- Written request -
Rewrite the items below from the line that contains "of green hedge" through the last item, changing "minimal padding" to "little extra margin" and leaving everything else as it stands. Return only those lines.

- Supplied records -
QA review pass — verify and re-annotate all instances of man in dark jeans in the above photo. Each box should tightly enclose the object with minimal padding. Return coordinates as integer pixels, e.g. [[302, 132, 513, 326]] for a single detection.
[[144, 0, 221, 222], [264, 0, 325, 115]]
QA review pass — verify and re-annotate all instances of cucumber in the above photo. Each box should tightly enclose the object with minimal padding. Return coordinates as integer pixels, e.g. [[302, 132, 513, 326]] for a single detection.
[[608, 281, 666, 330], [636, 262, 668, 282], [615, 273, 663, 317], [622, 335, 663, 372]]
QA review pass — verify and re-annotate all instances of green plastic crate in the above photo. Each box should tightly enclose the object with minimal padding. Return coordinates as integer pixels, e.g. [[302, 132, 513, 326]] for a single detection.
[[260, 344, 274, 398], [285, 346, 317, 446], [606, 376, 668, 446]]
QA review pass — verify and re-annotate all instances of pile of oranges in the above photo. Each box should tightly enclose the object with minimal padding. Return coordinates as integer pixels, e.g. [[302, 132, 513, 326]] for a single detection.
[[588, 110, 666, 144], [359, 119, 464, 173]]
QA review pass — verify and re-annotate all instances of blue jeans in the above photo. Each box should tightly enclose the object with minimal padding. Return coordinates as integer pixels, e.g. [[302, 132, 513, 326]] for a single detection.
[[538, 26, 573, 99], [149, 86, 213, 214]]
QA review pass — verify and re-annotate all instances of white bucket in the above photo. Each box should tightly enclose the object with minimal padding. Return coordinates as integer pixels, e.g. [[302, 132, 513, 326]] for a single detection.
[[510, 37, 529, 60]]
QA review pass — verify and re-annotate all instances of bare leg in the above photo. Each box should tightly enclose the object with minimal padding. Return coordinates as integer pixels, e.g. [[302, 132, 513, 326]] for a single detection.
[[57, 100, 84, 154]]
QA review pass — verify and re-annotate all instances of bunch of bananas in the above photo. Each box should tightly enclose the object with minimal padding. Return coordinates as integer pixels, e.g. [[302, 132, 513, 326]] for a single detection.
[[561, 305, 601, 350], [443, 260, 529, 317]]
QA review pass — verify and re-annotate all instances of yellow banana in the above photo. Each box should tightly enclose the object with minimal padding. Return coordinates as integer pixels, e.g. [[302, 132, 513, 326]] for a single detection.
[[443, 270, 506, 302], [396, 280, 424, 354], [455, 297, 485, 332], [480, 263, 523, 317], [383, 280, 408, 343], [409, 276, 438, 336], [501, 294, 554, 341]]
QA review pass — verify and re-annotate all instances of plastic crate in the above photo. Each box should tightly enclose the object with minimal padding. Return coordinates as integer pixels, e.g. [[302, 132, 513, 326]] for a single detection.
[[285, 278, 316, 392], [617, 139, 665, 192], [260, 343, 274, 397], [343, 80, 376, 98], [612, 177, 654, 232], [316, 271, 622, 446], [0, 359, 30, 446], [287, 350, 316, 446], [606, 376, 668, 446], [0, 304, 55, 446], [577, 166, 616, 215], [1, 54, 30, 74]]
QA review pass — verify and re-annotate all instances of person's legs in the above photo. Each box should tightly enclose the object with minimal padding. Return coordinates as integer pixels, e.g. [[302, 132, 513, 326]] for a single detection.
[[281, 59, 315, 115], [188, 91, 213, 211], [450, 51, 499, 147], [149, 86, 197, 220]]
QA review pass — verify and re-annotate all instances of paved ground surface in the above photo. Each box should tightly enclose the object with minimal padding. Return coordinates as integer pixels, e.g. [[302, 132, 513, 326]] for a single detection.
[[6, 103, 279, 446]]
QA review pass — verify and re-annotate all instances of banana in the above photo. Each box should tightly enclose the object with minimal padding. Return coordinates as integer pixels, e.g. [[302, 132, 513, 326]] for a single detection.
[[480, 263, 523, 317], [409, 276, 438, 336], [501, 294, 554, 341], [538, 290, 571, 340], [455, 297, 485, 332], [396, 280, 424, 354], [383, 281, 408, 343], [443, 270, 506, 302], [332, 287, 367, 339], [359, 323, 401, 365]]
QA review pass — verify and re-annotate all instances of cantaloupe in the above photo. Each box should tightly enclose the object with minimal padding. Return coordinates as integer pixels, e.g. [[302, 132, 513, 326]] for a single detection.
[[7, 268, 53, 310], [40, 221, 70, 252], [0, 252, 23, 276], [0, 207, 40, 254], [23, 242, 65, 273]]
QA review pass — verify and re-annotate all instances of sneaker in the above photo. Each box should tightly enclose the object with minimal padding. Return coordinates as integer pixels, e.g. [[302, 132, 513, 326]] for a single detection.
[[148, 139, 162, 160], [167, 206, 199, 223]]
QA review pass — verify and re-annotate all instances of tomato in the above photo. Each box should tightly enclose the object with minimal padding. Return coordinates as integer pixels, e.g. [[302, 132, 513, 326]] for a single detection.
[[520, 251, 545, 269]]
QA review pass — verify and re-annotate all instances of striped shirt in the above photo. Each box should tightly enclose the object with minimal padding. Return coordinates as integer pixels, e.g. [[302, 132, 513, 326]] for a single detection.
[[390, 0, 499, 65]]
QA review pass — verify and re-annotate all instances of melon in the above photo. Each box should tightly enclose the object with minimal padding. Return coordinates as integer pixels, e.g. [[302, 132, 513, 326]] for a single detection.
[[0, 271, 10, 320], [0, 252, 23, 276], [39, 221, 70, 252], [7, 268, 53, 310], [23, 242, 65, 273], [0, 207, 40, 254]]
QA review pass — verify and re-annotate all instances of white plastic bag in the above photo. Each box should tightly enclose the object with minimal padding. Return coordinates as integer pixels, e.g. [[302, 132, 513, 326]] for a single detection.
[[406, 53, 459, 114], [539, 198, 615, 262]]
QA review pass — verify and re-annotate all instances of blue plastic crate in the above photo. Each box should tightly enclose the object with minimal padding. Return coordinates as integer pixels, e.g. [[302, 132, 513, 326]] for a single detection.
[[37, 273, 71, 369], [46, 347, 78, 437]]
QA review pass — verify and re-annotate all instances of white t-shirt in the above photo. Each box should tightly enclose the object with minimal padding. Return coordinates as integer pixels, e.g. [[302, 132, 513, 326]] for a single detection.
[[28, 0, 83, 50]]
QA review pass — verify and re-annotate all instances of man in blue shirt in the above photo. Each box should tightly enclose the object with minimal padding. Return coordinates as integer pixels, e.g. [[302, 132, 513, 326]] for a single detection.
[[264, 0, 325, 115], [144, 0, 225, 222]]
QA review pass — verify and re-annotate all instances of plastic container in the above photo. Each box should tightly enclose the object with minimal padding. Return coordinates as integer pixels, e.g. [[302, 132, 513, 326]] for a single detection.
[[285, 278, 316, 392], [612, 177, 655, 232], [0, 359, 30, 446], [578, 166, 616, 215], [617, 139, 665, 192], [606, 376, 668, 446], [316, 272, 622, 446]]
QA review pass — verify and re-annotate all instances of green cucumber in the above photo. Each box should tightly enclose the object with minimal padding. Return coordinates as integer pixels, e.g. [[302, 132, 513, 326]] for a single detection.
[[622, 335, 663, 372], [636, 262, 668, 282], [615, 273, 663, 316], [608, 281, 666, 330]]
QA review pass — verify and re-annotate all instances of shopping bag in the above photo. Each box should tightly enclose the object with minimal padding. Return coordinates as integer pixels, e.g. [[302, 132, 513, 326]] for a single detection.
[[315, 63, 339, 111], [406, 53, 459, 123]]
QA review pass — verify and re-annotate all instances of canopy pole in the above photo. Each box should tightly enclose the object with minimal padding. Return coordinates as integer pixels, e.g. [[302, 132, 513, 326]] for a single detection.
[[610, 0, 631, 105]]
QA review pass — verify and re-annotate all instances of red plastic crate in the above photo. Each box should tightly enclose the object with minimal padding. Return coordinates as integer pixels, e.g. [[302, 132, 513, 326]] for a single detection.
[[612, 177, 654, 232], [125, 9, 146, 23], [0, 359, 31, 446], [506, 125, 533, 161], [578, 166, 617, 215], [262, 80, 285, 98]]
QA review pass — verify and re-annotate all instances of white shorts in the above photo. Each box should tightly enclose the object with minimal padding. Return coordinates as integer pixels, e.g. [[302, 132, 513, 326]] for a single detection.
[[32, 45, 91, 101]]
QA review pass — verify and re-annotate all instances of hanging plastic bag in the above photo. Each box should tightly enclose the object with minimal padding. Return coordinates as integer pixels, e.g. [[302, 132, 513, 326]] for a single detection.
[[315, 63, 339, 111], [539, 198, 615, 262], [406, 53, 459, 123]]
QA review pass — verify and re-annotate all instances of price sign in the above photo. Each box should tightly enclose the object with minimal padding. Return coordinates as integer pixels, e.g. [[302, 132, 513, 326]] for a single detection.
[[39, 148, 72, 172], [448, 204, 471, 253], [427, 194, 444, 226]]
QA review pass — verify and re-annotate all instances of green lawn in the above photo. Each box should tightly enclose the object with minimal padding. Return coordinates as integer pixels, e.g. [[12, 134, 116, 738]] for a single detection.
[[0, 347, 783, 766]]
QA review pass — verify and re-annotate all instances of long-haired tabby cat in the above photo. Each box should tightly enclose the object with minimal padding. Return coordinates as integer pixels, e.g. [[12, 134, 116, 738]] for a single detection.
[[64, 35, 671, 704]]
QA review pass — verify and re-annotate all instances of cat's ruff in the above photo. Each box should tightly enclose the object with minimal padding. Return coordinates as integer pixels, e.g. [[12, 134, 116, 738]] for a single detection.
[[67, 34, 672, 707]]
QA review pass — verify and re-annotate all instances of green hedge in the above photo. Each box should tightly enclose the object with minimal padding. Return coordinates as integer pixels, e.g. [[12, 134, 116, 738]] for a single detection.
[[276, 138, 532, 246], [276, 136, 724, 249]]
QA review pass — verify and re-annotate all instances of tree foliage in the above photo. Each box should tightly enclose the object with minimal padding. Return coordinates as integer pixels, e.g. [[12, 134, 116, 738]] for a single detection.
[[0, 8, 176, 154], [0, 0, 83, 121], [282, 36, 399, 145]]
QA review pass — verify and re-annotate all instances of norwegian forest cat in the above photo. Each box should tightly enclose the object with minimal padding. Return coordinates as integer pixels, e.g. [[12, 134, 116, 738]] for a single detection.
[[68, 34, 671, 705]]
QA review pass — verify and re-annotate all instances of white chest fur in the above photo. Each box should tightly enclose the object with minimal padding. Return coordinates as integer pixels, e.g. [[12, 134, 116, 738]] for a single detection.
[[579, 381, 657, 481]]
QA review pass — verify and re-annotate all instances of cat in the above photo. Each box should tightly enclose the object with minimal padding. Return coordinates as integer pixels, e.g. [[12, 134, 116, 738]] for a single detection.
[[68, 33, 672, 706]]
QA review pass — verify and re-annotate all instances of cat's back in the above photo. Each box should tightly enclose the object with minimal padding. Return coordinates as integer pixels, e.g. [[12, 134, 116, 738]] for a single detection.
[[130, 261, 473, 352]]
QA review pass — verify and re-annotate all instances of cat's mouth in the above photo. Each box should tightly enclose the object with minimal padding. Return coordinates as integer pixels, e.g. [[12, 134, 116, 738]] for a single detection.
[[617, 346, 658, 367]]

- Answer to the task -
QA review pass — verify and re-annotate all instances of green hedge in the above photo. Each box should tightly enclose the object with little extra margin. Return coordinates as integer pixels, e.g. [[12, 134, 116, 738]] for a single detection.
[[276, 138, 532, 246], [276, 136, 724, 249]]
QA review pass — verify and re-annotate all instances of tree foliage in the above photo. Each box should tightly enclose the object with little extra margin. Return coordinates as integer pixels, e.g. [[12, 134, 116, 738]] for a single detection.
[[0, 8, 176, 154], [0, 0, 83, 121], [282, 36, 399, 145]]
QA review pass — verify and re-annotate all instances of norwegian forest cat in the above photo. Each box should tightly enclose the object with little extra margin. Return coordinates as integer pixels, e.g. [[12, 134, 116, 738]] for a single detection.
[[68, 34, 671, 705]]
QA review pass — verify and re-annotate all instances of white chest fur in the above photo. Each box should tightly enclose the object with little extra margin. Return coordinates as integer pixels, e.g. [[12, 134, 116, 738]] for a single detection.
[[579, 381, 657, 481]]
QA review pass — verify and re-annotate all instances of cat in the above photo. Each box should tightly enclose the object with little extra margin. Return coordinates as integer pixels, e.g. [[12, 134, 116, 738]] for a single detection.
[[68, 33, 672, 706]]
QA review pass — verify and re-annotate all instances of cat's back in the above photo. Each box should tightly enclose the object with little extra margin. Return coordinates as integer pixels, e.g. [[12, 134, 116, 738]] for a single detection.
[[130, 261, 473, 352]]
QA review pass — verify and re-annotate all instances of cat's mouth in the above photo. Each box should tightly enclose the object with little extra margin. Return coordinates as integer pixels, e.g. [[12, 134, 116, 738]] for a single detection.
[[617, 346, 658, 367]]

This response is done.